Try it → The job is to find each line of the records below that includes the word "shirt" and copy it.

═════ Recorded information

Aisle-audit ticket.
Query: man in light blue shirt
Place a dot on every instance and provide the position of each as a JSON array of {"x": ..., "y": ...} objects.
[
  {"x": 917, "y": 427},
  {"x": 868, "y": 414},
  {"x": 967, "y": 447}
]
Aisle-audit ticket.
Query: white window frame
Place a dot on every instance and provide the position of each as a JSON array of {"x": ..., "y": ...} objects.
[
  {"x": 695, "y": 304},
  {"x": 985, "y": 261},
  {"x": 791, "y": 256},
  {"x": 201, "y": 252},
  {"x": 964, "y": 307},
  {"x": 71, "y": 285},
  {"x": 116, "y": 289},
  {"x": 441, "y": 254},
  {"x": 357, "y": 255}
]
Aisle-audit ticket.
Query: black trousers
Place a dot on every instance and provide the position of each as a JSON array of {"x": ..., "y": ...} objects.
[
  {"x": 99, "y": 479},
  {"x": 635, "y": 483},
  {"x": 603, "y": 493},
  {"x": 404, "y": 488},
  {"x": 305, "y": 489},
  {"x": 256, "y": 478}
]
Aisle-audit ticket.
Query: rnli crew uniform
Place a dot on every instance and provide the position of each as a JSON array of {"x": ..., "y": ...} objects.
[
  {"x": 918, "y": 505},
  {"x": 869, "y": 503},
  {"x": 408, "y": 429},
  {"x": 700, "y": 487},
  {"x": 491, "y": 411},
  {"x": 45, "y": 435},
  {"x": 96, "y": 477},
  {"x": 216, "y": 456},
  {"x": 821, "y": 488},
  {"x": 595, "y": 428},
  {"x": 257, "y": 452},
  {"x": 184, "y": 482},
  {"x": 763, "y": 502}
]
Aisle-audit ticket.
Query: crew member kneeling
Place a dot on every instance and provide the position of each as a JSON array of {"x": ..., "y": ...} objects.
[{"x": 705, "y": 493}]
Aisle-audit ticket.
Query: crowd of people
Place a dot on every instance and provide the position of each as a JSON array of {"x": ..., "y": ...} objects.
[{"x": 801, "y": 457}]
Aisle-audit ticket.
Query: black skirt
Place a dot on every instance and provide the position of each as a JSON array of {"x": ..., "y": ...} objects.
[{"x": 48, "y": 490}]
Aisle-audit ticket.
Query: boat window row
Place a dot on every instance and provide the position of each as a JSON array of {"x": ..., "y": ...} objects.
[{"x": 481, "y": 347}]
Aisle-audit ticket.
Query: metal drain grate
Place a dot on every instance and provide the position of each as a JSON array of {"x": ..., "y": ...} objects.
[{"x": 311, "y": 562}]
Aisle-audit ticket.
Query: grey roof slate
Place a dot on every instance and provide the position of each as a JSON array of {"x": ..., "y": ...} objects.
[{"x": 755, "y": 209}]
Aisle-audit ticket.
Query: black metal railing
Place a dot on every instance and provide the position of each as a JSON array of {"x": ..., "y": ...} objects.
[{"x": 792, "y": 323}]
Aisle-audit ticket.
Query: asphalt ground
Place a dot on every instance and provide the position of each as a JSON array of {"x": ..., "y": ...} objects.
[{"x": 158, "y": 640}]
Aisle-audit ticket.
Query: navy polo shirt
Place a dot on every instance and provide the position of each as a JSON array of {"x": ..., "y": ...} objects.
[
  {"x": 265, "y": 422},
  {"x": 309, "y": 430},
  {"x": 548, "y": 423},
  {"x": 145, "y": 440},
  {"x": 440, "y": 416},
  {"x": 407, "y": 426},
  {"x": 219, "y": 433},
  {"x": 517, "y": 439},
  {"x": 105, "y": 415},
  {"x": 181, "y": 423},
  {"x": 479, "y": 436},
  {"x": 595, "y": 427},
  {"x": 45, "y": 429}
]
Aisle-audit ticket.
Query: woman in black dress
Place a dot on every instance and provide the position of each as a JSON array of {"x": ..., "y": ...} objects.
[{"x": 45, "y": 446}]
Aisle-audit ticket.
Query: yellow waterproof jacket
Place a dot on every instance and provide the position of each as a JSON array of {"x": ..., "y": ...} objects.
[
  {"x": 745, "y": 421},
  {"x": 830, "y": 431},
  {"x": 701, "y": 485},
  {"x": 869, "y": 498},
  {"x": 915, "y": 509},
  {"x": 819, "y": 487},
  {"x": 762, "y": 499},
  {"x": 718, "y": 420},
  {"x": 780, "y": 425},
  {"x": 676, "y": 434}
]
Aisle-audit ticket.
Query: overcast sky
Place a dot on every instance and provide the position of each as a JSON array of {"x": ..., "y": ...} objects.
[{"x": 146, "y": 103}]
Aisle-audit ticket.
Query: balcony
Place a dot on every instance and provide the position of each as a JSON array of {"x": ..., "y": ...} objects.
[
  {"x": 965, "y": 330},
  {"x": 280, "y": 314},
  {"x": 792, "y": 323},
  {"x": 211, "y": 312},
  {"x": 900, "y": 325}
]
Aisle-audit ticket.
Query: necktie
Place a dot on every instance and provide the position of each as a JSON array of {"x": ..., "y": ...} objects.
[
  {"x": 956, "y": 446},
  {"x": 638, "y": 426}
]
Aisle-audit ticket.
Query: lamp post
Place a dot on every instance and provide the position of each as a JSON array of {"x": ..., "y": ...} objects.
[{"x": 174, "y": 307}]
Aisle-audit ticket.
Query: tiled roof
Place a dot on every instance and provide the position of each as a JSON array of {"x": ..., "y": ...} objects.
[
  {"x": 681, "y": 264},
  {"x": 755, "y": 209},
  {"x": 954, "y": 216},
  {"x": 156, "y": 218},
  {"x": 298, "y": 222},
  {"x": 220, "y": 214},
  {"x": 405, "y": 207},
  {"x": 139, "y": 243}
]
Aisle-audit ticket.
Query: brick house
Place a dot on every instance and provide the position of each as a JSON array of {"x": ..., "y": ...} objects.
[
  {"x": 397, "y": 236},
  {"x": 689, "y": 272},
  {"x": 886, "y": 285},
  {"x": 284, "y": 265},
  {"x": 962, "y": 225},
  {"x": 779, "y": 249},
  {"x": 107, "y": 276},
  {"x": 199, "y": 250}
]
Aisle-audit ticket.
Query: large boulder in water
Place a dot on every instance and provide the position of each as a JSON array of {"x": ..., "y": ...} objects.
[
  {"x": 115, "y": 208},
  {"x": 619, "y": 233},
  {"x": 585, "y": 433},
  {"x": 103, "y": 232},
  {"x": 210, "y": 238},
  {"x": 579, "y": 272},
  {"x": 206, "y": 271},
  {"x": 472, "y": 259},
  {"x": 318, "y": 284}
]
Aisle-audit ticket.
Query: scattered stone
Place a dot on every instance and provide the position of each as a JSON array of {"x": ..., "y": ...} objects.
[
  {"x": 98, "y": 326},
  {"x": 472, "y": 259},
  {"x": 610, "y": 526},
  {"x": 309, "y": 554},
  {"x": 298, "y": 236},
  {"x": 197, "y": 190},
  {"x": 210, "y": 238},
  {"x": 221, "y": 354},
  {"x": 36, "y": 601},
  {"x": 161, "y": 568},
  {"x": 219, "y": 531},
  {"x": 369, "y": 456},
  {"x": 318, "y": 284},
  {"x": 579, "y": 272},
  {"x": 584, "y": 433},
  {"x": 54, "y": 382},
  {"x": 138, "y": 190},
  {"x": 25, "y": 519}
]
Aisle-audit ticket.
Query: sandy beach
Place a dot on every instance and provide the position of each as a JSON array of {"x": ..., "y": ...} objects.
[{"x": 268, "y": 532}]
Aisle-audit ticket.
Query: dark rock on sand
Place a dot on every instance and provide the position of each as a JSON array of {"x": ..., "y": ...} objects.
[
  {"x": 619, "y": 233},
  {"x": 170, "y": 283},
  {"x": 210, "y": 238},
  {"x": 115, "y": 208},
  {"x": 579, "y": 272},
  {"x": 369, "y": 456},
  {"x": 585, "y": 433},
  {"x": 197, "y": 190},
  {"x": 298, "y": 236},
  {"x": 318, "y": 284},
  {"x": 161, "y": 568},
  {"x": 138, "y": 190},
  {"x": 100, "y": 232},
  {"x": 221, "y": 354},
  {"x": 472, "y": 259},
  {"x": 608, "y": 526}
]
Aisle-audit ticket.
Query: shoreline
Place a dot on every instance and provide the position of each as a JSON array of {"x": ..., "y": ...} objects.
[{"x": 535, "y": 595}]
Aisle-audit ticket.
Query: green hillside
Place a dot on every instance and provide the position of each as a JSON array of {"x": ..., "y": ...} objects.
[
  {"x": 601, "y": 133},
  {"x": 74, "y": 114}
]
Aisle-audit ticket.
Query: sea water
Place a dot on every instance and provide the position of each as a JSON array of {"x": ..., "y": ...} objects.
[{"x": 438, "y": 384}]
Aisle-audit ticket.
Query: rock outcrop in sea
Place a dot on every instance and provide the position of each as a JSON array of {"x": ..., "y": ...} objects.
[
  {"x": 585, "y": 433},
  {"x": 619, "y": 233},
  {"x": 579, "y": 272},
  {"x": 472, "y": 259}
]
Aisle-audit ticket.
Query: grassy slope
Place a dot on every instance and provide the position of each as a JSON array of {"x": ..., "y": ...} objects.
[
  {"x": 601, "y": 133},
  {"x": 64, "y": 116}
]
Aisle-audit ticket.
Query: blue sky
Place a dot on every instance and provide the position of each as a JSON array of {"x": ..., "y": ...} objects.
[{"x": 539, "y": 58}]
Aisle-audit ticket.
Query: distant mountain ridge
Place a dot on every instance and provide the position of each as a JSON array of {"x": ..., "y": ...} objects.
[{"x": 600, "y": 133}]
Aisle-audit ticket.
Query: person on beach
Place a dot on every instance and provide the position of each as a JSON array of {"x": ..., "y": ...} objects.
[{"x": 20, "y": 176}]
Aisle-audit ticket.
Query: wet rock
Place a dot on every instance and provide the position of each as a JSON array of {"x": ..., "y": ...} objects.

══════════

Response for this exercise →
Query: man in light blue shirt
Query: navy polo shirt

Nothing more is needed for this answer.